____ Data excerpts

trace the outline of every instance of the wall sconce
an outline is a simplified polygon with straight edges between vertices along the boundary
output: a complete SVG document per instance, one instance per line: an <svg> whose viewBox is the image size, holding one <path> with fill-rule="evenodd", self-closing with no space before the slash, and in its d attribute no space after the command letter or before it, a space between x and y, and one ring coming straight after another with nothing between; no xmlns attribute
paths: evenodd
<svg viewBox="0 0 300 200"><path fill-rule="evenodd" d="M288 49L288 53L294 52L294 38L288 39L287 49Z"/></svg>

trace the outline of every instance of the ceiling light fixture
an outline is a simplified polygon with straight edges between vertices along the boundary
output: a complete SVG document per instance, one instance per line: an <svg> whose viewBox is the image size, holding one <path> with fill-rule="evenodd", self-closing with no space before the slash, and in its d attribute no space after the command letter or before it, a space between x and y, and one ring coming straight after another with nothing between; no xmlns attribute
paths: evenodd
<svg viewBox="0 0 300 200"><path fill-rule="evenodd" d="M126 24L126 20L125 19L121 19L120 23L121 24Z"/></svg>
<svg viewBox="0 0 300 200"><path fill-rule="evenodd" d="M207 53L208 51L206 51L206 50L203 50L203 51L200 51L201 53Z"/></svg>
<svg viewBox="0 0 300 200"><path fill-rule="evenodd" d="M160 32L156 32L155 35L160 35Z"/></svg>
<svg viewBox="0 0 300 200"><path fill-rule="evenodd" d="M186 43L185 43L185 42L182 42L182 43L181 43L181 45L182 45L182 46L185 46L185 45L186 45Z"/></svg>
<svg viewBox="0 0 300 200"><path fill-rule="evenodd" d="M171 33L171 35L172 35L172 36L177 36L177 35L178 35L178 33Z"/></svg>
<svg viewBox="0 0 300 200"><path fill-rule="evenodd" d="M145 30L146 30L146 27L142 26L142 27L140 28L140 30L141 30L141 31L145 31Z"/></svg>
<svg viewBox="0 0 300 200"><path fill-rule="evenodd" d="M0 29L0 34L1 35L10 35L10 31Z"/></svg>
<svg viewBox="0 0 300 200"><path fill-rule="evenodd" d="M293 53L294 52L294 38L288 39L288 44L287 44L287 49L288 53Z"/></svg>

________

Please count the lines in the records that hold the string "outline", and give the number alone.

4